→ **WHAT IS ASKED**
Transcribe every one of the lines below word for word, leaving out the pictures.

>>

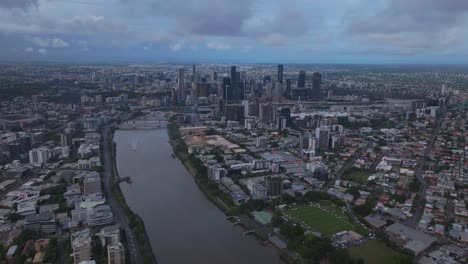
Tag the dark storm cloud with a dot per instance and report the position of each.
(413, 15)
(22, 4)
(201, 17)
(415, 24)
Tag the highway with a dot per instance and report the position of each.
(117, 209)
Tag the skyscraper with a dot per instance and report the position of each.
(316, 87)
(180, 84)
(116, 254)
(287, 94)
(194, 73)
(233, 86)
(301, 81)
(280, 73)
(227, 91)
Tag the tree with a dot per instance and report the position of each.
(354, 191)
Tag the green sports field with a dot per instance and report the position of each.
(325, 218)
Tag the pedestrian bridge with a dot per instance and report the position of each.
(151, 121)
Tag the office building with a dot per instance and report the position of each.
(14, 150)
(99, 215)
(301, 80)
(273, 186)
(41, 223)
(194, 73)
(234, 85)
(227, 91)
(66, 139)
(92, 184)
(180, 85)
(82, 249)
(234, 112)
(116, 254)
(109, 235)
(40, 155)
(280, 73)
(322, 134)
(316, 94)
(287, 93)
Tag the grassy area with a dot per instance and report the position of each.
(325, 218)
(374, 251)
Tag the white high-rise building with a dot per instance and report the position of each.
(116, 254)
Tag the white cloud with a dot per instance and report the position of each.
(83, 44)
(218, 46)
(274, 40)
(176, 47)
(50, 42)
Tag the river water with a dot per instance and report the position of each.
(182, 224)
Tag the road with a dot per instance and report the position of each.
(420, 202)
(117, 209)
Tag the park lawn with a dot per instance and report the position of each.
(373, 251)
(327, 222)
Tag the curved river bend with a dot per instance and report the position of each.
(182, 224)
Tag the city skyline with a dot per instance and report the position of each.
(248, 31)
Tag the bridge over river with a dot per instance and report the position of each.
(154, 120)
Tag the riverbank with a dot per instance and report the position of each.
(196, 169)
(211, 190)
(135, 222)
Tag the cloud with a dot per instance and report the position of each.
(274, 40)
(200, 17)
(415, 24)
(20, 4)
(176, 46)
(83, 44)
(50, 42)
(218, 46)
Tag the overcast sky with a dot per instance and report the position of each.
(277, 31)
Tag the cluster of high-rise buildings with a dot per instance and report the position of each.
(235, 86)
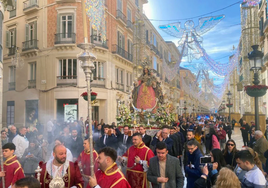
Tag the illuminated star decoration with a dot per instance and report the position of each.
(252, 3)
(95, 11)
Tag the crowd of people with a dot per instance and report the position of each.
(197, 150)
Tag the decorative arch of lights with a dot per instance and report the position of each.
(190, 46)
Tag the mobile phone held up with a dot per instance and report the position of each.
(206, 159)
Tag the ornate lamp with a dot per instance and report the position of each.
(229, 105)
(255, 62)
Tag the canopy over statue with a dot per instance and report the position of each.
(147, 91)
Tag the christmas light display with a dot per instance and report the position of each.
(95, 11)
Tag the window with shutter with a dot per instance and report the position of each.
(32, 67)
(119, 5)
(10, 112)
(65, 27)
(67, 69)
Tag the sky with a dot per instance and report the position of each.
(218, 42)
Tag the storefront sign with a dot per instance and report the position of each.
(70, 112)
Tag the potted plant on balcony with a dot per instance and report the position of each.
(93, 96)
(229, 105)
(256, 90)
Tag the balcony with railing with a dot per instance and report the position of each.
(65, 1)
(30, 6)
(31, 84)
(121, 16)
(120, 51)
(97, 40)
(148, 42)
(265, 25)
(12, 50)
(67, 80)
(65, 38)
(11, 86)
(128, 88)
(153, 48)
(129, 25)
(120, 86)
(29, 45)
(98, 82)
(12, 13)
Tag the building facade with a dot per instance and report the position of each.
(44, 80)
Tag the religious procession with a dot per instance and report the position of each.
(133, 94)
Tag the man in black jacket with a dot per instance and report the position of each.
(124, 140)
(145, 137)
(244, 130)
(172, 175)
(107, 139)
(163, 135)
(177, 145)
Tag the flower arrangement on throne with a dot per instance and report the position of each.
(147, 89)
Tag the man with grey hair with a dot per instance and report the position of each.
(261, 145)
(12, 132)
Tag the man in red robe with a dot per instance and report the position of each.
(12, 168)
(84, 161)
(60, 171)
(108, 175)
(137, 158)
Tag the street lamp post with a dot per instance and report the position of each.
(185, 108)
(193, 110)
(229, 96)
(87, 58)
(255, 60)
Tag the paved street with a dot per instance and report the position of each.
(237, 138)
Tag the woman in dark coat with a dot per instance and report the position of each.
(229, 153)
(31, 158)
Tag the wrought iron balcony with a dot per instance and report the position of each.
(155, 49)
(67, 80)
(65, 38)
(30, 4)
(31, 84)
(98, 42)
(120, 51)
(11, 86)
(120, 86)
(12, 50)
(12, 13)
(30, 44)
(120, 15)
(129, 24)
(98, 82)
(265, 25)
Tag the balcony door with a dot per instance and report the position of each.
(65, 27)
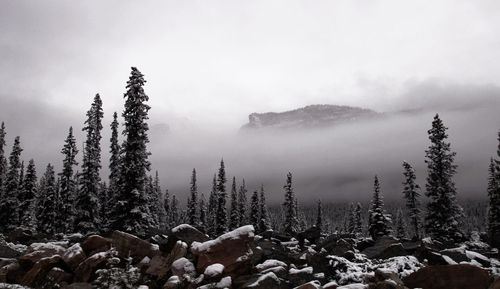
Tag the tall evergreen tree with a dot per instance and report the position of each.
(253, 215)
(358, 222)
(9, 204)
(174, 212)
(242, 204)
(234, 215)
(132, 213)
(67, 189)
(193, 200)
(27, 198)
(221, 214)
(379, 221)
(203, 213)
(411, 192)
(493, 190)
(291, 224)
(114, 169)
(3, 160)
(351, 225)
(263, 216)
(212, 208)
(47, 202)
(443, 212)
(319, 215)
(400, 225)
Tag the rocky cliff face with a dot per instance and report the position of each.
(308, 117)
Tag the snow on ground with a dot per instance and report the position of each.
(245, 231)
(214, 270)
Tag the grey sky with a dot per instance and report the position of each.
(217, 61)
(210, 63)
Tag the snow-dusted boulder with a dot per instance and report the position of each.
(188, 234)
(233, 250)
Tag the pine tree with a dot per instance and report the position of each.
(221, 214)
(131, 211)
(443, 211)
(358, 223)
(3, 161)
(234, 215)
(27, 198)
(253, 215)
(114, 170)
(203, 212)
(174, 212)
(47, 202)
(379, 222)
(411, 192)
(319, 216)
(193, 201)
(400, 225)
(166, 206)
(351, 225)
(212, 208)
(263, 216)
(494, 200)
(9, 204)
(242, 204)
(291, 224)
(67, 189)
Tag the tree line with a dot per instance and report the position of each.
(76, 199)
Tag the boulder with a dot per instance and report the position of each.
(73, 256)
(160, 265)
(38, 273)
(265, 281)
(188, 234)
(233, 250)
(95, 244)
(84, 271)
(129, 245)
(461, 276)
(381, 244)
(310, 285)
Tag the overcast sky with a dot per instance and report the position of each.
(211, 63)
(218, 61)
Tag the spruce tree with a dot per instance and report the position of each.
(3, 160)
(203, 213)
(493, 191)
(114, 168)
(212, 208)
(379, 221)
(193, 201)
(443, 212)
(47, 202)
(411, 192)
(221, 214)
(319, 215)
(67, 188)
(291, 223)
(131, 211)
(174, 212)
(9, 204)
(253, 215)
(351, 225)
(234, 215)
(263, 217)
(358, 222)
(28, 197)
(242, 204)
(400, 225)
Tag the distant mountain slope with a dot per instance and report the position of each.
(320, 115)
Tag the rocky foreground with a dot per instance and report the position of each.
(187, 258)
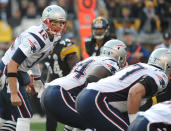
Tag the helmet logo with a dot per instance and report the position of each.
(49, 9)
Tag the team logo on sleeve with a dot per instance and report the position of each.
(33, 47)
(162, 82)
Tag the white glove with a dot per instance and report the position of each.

<<

→ **SOLUTION TO THE PROBLEM**
Tag the dark storm cloud with a dot per instance and report the position of each.
(413, 15)
(22, 4)
(201, 17)
(415, 24)
Tag the highway with a dot per instance and report the position of each.
(117, 209)
Tag the skyscraper with a dot per instance and report the position of each.
(316, 87)
(180, 84)
(116, 254)
(287, 94)
(194, 73)
(233, 86)
(301, 81)
(280, 73)
(227, 91)
Tag the tree with a dot per instance and report the position of each.
(354, 191)
Tag the green sports field with a dot per instance and report the position of each.
(325, 218)
Tag the pedestrian bridge with a dot per instance and report the position of each.
(151, 121)
Tag the office building with a dot per instance and report the position of each.
(14, 150)
(99, 215)
(301, 80)
(273, 186)
(41, 223)
(194, 73)
(234, 85)
(227, 91)
(66, 139)
(92, 184)
(180, 85)
(82, 249)
(234, 112)
(116, 254)
(109, 235)
(40, 155)
(280, 73)
(322, 134)
(316, 94)
(287, 93)
Tag the grassy area with a dot per instance and report the position of each.
(325, 218)
(374, 251)
Tag the white high-rise building with a dot per instance and report the position of each.
(116, 254)
Tag the white cloud with a dot per instance and report the position of each.
(83, 44)
(218, 46)
(274, 40)
(176, 47)
(50, 42)
Tag the river water with a dot per instance and report the position of each.
(182, 224)
Tag the road with a dot per instance and report the position of each.
(420, 202)
(117, 209)
Tag the park lawn with a dot per instance and report the position of each.
(373, 251)
(327, 222)
Tag the curved river bend with a dot per instance and report the position of each.
(182, 224)
Tag the city skyline with a dot per instance and report the position of each.
(248, 31)
Tag the bridge over river with a dot per instance and report the position of each.
(154, 120)
Tag the riverbank with a dot per instance and report the position of each.
(196, 169)
(211, 190)
(135, 222)
Tag the cloud with a dot per instance and report the position of each.
(274, 40)
(200, 17)
(415, 24)
(20, 4)
(176, 46)
(83, 44)
(50, 42)
(218, 46)
Tag the overcast sky with a dot per instance and report the position of each.
(277, 31)
Tag the cluster of high-rise buildings with a dot per instance and report the position of each.
(235, 86)
Tag the illuminated star decoration with a dot per instance and report the position of each.
(252, 3)
(95, 11)
Tag the crowd of people with a dot per instance and report the position of each.
(197, 150)
Tag the decorative arch of lights with a dot per instance and report the position of each.
(190, 46)
Tag the mobile phone held up with a dot per instance and report the position of each.
(206, 159)
Tag the ornate lamp with a dot per instance and report the position of each.
(229, 105)
(255, 62)
Tag the canopy over statue with a dot per instance and report the position of each.
(147, 91)
Tag the christmas light display with a dot per instance and report the position of each.
(95, 11)
Tag the window with shutter with a dot per instance and report the position of each.
(32, 67)
(119, 5)
(10, 112)
(65, 27)
(67, 69)
Tag the sky with a dot per instance and report the position of each.
(218, 42)
Tag the storefront sign with a dot per instance and report the position of each.
(70, 112)
Tag the potted plant on balcony with a dot per instance and report the position of each.
(93, 96)
(229, 105)
(256, 90)
Tag the balcony with railing with a dot per instance and report the position of each.
(65, 1)
(30, 6)
(31, 84)
(121, 16)
(120, 51)
(97, 40)
(148, 42)
(265, 25)
(12, 50)
(67, 80)
(65, 38)
(11, 86)
(128, 88)
(153, 48)
(129, 25)
(120, 86)
(29, 45)
(98, 82)
(12, 13)
Tag the building facade with a dot per instance and report the position of each.
(44, 80)
Tag the religious procession with a dot per instance and report the position of each.
(133, 94)
Tag the man in black jacket with a dot per instance and report the position of each.
(124, 140)
(145, 137)
(244, 130)
(172, 175)
(107, 139)
(163, 135)
(177, 145)
Tag the flower arrangement on throne with a dot per instance and report the position of each.
(147, 89)
Tag the man with grey hair with a dot per instance and report the position of each.
(261, 145)
(12, 132)
Tag the man in red robe with a dot per instance and report the position of each.
(12, 168)
(84, 161)
(60, 171)
(108, 175)
(137, 158)
Tag the street lamp post with a dot per instance and report the position of each.
(185, 108)
(193, 110)
(229, 96)
(87, 58)
(255, 60)
Tag the paved street with a dot per instance and report the position of each.
(237, 138)
Tag the woman in dark coat with a dot per instance and report the position of each.
(229, 153)
(31, 158)
Tag the wrought iron balcony with a dot per instance and report the position of each.
(155, 49)
(67, 80)
(65, 38)
(30, 4)
(31, 84)
(98, 42)
(120, 51)
(11, 86)
(120, 86)
(12, 50)
(12, 13)
(30, 44)
(120, 15)
(129, 24)
(98, 82)
(265, 25)
Tag the balcony door with a dot per instance and report the position of each.
(65, 27)
Tag the tall evergreen tree with a dot per instance and report the position of each.
(253, 215)
(358, 222)
(9, 204)
(174, 212)
(242, 204)
(234, 215)
(132, 213)
(67, 189)
(193, 200)
(27, 198)
(221, 214)
(379, 221)
(203, 213)
(411, 192)
(493, 190)
(291, 224)
(114, 169)
(3, 160)
(351, 225)
(263, 216)
(212, 208)
(47, 202)
(443, 212)
(319, 215)
(400, 225)
Tag the rocky cliff face with a dot per instance and report the position of each.
(308, 117)
Tag the snow on ground with a dot per instance and report the position of each.
(245, 231)
(214, 270)
Tag the grey sky with a dot per instance and report the position of each.
(217, 61)
(210, 63)
Tag the snow-dusted boulder with a dot per instance and report the position of each.
(188, 234)
(233, 250)
Tag the pine tree with a dot per instance and report the position of each.
(221, 214)
(131, 211)
(443, 211)
(358, 223)
(3, 161)
(234, 215)
(27, 198)
(253, 215)
(114, 170)
(203, 212)
(174, 212)
(47, 202)
(379, 222)
(411, 192)
(319, 216)
(193, 201)
(400, 225)
(166, 206)
(351, 225)
(212, 208)
(263, 216)
(494, 200)
(9, 204)
(242, 204)
(291, 224)
(67, 189)
Tag the tree line with a dot per instance and report the position of each.
(76, 199)
Tag the boulder with a dot per instance and report the position of each.
(73, 256)
(160, 265)
(38, 273)
(265, 281)
(188, 234)
(233, 250)
(95, 244)
(84, 271)
(129, 245)
(461, 276)
(381, 244)
(310, 285)
Tag the overcast sky with a dot per instance and report the position of each.
(211, 63)
(218, 61)
Tag the spruce tree with a dot per instance and report the position of each.
(3, 160)
(203, 213)
(493, 191)
(114, 168)
(212, 208)
(379, 221)
(193, 201)
(443, 212)
(47, 202)
(411, 192)
(221, 214)
(319, 215)
(67, 188)
(291, 223)
(131, 211)
(174, 212)
(9, 204)
(253, 215)
(351, 225)
(234, 215)
(263, 217)
(358, 222)
(28, 197)
(242, 204)
(400, 225)
Tag the distant mountain slope with a dot per instance and report the position of each.
(320, 115)
Tag the rocky foreground with a dot per instance and report the position of each.
(187, 258)
Tag the helmet logo with a dot per instance and report the position of each.
(49, 9)
Tag the team logo on sleeve with a dot per instance and report the position of each.
(33, 47)
(162, 82)
Tag the white glove with a dot per instance and report the position of each.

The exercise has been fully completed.